What the exercise asks: Reproduce every line of the listing below word for word, changing nothing.

Dataset entries:
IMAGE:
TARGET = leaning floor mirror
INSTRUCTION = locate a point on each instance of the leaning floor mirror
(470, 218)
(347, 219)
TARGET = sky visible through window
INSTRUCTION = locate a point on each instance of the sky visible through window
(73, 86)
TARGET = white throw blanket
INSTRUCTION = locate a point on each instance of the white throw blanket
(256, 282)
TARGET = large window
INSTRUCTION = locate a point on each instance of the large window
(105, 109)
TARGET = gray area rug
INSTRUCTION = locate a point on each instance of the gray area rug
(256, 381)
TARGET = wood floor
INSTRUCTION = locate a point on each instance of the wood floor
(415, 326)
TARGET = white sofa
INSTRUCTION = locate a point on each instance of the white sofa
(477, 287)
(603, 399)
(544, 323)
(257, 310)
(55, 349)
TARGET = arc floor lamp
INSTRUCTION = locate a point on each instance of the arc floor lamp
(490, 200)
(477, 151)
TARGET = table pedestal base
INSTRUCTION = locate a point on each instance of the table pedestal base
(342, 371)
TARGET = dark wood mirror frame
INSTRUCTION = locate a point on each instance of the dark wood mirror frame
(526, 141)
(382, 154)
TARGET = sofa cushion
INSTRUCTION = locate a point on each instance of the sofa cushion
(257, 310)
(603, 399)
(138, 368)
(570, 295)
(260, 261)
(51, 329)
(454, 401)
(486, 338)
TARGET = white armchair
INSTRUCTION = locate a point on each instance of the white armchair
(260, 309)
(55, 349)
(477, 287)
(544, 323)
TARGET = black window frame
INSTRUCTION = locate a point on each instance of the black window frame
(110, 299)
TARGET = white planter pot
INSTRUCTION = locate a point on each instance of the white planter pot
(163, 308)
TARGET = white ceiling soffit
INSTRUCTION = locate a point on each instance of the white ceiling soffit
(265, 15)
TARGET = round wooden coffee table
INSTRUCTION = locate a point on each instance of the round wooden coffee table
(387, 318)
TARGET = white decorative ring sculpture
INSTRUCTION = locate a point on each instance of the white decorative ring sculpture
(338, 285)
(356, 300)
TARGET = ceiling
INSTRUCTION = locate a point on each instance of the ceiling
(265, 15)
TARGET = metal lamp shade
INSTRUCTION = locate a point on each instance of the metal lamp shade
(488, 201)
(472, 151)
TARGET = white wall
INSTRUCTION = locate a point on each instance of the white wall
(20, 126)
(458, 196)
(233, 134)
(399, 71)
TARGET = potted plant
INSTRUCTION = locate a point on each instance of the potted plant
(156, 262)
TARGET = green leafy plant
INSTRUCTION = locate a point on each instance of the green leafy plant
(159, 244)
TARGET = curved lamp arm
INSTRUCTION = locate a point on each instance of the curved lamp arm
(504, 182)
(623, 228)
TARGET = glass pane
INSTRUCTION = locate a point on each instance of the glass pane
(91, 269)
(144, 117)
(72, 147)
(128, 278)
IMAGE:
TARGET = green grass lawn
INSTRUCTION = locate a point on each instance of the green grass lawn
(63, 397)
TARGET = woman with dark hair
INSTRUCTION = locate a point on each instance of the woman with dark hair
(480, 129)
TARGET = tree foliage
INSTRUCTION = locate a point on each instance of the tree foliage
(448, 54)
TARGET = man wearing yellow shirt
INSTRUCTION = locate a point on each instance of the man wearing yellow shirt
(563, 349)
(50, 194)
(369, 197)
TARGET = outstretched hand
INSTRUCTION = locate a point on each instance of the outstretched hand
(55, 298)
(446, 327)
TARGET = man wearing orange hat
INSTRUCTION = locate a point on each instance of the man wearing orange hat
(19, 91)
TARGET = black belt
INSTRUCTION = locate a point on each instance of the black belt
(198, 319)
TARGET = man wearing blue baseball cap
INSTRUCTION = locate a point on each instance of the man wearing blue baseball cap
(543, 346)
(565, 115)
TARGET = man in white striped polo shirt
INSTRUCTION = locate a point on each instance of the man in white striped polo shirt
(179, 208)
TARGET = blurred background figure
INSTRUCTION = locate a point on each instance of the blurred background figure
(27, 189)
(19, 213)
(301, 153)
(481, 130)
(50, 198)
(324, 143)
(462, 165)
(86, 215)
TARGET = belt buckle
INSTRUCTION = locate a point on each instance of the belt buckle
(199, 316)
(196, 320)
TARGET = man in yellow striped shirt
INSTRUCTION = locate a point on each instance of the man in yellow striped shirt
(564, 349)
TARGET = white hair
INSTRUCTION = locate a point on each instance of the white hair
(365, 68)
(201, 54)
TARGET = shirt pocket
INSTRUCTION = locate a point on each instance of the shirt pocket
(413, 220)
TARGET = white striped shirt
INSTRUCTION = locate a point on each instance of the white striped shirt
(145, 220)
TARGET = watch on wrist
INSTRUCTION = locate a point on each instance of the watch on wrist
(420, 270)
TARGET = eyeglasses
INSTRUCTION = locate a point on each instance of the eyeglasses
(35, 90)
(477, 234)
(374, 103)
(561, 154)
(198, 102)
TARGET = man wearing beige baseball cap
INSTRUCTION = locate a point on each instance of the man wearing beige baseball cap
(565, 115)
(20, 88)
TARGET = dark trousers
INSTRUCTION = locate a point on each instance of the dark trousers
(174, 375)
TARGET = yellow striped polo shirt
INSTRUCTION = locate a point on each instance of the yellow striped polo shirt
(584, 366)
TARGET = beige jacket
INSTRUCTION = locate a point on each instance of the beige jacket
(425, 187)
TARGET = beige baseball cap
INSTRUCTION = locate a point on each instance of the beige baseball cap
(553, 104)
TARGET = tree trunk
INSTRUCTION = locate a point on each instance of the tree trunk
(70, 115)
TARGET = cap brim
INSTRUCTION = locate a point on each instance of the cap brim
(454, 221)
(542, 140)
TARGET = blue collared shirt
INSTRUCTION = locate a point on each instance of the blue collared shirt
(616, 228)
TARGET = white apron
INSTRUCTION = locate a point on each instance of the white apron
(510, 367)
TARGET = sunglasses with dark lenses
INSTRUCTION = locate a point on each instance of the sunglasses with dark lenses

Exercise result:
IMAGE:
TARGET = leaning floor mirror
INSTRUCTION = locate a point on each instance of the leaning floor mirror
(470, 218)
(347, 219)
TARGET = sky visible through window
INSTRUCTION = locate a point on each instance of the sky visible through window
(73, 86)
TARGET = white throw blanket
INSTRUCTION = locate a point on each instance of the white throw blanket
(256, 282)
TARGET = large window
INSTRUCTION = locate a point on each instance of the large window
(105, 109)
TARGET = gray area rug
INSTRUCTION = locate a point on each instance of the gray area rug
(256, 381)
TARGET = wood floor
INSTRUCTION = locate a point on each instance of the wood floor
(415, 326)
TARGET = white sofa
INSTRUCTION = locate a point on each instance of the white sofa
(477, 287)
(603, 399)
(544, 323)
(257, 310)
(55, 349)
TARGET = arc floor lamp
INSTRUCTION = locate a point on each instance of the arc floor lamp
(490, 200)
(477, 151)
TARGET = table pedestal base
INSTRUCTION = locate a point on each instance of the table pedestal base
(342, 371)
TARGET = dark wood mirror frame
INSTRUCTION = locate a point on each instance of the dark wood mirror frame
(526, 141)
(382, 154)
TARGET = sofa cushion
INSTRUCTION = locate a point on each instance of the sofa cushion
(257, 310)
(603, 399)
(138, 368)
(570, 295)
(260, 261)
(51, 329)
(454, 401)
(486, 338)
TARGET = white armchair
INSTRUCTION = locate a point on each instance of the white armchair
(260, 309)
(55, 349)
(477, 287)
(544, 323)
TARGET = black window frame
INSTRUCTION = locate a point on each instance of the black window frame
(110, 299)
TARGET = white planter pot
INSTRUCTION = locate a point on each instance of the white planter pot
(163, 308)
TARGET = white ceiling soffit
INSTRUCTION = locate a point on each instance of the white ceiling soffit
(265, 15)
TARGET = round wooden coffee table
INSTRUCTION = locate a point on each instance of the round wooden coffee table
(387, 318)
TARGET = white decorative ring sculpture
INSTRUCTION = locate a point on each instance of the white decorative ring sculpture
(338, 285)
(356, 300)
TARGET = ceiling
INSTRUCTION = locate a point on each instance of the ceiling
(265, 15)
TARGET = metal lamp shade
INSTRUCTION = locate a point on each instance of the metal lamp shade
(488, 201)
(472, 151)
TARGET = white wall
INSTRUCTION = locate a point on each instance of the white wall
(20, 126)
(458, 196)
(233, 134)
(399, 71)
TARGET = potted plant
INSTRUCTION = locate a point on each instance of the potted plant
(156, 262)
TARGET = green leafy plant
INSTRUCTION = locate a point on each instance of the green leafy plant
(159, 244)
TARGET = curved lamp arm
INSTRUCTION = locate a point on each instance of the curved lamp arm
(504, 182)
(623, 228)
TARGET = glass pane
INSTRUCTION = locate a point on each instance of the glass pane
(91, 269)
(144, 117)
(72, 147)
(128, 278)
IMAGE:
TARGET = green grass lawn
INSTRUCTION = locate a point on each instance of the green grass lawn
(63, 397)
TARGET = woman with dark hair
INSTRUCTION = locate a point on each instance of the woman with dark hair
(480, 129)
TARGET = tree foliage
INSTRUCTION = locate a point on each instance of the tree foliage
(448, 54)
TARGET = man wearing yellow shirt
INSTRUCTION = locate a point on each instance of the man wearing yellow shirt
(563, 349)
(50, 194)
(369, 197)
TARGET = outstretched hand
INSTRUCTION = locate a point on each instance of the outstretched hand
(55, 298)
(446, 327)
TARGET = man wearing orange hat
INSTRUCTION = locate a point on each instance of the man wearing orange hat
(19, 91)
TARGET = black belt
INSTRUCTION = locate a point on each instance of the black belt
(198, 319)
TARGET = man wearing blue baseball cap
INSTRUCTION = locate a point on each instance of the man wearing blue baseball cap
(543, 346)
(565, 115)
TARGET = man in white striped polo shirt
INSTRUCTION = locate a point on each instance of the man in white striped polo shirt
(179, 208)
TARGET = blurred background figure
INSTRUCTION = locate a point on each instance of the blurred background figure
(27, 189)
(19, 213)
(301, 153)
(481, 130)
(50, 198)
(324, 143)
(462, 165)
(86, 215)
TARGET = belt buckle
INSTRUCTION = locate a point on each instance of the belt buckle
(199, 316)
(196, 320)
TARGET = man in yellow striped shirt
INSTRUCTION = locate a point on each instance of the man in yellow striped shirt
(564, 349)
TARGET = white hair
INSTRUCTION = locate a point on each instance of the white hair
(365, 68)
(201, 54)
TARGET = shirt pocket
INSTRUCTION = locate a point on each instance of the shirt pocket
(413, 220)
TARGET = white striped shirt
INSTRUCTION = locate a point on each instance of the white striped shirt
(145, 220)
TARGET = watch on wrist
INSTRUCTION = locate a point on each instance of the watch on wrist
(420, 270)
TARGET = eyeglasses
INSTRUCTION = locate a point on each instance of the eyeglasses
(35, 90)
(477, 234)
(374, 103)
(561, 154)
(198, 102)
TARGET = man wearing beige baseball cap
INSTRUCTION = locate a point on each instance of the man wearing beige baseball cap
(565, 115)
(20, 88)
TARGET = dark trousers
INSTRUCTION = locate a point on each instance of the dark trousers
(174, 375)
TARGET = yellow striped polo shirt
INSTRUCTION = locate a point on each instance of the yellow striped polo shirt
(584, 366)
TARGET = beige jacket
INSTRUCTION = locate a point on each instance of the beige jacket
(425, 187)
TARGET = beige baseball cap
INSTRUCTION = locate a point on each instance of the beige baseball cap
(553, 104)
TARGET = tree trunk
INSTRUCTION = locate a point on each instance of the tree trunk
(70, 115)
TARGET = cap brim
INSTRUCTION = locate a point on each instance of the cap brim
(454, 221)
(542, 140)
TARGET = blue collared shirt
INSTRUCTION = locate a point on each instance of the blue collared shirt
(616, 228)
TARGET = white apron
INSTRUCTION = locate a point on each instance of the white apron
(510, 367)
TARGET = sunglasses with dark lenses
INSTRUCTION = locate a point on each instance of the sunglasses with dark lenses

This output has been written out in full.